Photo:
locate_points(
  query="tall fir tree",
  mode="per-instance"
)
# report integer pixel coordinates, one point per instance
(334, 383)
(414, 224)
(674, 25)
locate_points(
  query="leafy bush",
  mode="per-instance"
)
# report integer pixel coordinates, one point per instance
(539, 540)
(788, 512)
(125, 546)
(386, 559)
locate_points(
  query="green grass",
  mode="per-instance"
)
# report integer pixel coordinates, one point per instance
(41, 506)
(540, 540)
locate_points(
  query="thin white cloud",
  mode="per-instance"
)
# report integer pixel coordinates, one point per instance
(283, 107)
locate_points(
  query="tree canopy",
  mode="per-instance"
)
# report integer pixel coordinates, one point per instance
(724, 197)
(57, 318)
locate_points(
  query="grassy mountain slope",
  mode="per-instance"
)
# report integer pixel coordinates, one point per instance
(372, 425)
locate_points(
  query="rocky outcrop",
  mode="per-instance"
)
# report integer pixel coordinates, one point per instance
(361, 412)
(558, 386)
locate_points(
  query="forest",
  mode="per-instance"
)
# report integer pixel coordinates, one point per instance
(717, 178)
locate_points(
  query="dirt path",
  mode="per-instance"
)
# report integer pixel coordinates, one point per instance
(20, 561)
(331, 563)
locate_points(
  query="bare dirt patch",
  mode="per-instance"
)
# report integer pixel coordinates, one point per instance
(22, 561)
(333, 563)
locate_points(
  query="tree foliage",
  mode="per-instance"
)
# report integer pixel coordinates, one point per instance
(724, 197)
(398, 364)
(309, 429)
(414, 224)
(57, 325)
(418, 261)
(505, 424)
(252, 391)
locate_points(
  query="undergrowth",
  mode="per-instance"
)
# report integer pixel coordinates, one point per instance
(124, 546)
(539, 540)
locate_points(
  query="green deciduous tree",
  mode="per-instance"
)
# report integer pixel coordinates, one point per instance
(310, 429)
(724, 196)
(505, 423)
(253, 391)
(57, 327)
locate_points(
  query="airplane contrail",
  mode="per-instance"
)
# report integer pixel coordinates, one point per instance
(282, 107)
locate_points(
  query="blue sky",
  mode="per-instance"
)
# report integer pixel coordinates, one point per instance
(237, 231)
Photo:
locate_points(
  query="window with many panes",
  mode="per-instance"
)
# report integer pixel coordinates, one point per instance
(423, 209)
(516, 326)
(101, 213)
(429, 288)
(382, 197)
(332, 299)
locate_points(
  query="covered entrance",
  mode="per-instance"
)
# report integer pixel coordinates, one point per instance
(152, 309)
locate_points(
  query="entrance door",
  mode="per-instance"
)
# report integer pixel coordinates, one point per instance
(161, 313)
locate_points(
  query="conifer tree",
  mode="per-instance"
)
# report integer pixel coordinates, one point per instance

——————————

[ZADANIE PISEMNE]
Proszę wypisać każdy wiersz rekordów powyżej, w którym występuje słowo „green”. Wielkość liter ma znaczenie.

[ODPOWIEDŹ DO ĆWICZENIA]
  query="green grass",
  query="green deciduous tree",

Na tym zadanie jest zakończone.